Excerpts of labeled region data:
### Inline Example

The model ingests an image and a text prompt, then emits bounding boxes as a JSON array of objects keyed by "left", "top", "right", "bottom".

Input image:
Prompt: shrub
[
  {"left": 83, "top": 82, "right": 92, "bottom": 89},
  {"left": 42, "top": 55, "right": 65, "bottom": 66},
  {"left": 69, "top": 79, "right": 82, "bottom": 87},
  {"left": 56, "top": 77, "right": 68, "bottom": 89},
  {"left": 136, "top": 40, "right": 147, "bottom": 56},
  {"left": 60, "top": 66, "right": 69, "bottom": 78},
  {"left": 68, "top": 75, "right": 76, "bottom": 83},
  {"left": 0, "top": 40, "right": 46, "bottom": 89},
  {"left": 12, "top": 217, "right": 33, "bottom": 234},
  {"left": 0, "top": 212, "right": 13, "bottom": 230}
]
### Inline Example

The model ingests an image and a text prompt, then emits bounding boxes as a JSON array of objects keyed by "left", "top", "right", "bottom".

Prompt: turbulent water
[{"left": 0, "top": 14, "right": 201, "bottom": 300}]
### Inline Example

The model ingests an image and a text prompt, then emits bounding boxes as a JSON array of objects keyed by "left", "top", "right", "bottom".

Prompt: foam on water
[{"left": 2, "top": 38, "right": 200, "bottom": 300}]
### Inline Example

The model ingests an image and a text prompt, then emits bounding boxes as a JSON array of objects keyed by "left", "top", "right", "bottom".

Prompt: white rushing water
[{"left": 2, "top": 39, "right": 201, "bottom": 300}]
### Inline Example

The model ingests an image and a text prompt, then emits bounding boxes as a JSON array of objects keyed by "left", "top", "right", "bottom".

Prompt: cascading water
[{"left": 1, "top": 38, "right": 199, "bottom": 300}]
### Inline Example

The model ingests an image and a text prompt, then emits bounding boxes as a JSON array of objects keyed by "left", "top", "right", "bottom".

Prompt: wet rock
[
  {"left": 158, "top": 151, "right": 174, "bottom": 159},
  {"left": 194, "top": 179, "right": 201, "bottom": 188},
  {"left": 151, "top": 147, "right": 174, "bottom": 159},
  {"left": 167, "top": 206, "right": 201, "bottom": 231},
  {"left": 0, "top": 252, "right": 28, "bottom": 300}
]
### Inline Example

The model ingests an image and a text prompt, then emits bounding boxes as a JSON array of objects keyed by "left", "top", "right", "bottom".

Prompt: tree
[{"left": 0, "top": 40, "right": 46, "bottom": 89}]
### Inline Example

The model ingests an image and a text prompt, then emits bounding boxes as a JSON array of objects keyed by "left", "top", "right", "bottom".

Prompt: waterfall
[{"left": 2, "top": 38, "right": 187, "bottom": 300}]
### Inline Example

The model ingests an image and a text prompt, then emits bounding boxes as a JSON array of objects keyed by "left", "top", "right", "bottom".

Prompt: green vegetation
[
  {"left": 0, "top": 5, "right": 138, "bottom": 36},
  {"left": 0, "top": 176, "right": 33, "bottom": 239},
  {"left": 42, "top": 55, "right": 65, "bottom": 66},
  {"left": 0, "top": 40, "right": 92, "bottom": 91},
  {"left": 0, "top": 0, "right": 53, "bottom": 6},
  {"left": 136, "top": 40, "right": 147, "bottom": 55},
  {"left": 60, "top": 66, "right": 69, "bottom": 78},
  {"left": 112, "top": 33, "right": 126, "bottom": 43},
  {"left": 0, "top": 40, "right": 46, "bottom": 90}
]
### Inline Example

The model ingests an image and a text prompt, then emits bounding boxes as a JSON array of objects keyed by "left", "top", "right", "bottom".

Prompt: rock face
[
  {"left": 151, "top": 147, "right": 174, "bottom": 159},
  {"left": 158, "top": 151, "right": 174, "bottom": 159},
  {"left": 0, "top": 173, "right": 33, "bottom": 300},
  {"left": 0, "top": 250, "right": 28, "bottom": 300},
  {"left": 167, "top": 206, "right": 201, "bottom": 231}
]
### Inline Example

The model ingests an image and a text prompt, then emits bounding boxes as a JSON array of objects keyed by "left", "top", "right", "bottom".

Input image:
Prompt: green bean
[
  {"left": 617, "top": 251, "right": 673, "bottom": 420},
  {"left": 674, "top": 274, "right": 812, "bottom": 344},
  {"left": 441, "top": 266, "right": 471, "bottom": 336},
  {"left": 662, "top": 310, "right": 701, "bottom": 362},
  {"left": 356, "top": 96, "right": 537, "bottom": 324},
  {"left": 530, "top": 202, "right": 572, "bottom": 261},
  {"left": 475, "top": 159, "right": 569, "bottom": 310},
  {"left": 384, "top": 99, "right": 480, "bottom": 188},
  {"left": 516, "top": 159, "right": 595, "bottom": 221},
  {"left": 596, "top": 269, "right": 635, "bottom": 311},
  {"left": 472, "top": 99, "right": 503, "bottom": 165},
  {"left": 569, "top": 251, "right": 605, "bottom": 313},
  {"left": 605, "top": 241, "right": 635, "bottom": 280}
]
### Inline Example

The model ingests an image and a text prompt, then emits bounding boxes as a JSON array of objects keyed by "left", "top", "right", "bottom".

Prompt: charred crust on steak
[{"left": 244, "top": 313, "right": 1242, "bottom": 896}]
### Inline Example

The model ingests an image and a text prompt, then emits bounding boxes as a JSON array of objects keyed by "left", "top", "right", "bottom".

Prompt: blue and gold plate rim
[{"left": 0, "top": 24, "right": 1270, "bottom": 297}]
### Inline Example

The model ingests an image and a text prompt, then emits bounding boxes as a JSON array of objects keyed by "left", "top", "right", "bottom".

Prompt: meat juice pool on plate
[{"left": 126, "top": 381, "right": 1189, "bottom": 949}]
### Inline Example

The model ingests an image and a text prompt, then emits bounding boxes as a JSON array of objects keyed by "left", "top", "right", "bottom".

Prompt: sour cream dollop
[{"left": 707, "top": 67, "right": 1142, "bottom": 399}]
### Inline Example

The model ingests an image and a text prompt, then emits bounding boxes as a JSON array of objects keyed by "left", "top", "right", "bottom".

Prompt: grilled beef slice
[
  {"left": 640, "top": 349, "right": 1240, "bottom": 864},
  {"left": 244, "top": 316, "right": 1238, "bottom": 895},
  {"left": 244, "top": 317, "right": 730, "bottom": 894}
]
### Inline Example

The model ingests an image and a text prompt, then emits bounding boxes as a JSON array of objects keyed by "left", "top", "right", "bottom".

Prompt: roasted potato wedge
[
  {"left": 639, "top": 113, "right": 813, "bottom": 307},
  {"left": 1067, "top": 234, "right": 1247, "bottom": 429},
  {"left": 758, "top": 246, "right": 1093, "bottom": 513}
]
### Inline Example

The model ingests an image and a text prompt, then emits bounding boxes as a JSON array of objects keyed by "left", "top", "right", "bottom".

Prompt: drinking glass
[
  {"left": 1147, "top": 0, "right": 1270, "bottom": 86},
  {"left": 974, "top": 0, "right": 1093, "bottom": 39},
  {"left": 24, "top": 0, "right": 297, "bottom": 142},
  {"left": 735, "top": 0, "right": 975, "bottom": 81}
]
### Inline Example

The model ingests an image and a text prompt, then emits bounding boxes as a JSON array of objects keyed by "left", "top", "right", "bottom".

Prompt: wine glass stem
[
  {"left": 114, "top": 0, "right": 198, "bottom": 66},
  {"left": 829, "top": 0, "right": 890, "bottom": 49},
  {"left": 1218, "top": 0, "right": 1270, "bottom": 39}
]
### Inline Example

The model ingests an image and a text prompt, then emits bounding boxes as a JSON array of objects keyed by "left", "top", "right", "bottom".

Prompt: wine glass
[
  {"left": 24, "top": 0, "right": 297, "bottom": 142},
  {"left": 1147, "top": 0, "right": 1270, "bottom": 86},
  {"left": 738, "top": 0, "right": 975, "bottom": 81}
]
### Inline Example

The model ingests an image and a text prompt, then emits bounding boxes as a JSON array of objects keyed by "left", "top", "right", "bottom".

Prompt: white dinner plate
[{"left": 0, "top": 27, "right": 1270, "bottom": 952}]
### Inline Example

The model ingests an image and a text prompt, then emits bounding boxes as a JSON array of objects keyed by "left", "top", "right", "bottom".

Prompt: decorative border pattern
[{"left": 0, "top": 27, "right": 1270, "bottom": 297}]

Written problem: Which lines of the records above contain the word "white"? Return each of those lines, matching case exactly.

Solution below:
Prompt: white rushing water
Prompt: white dinner plate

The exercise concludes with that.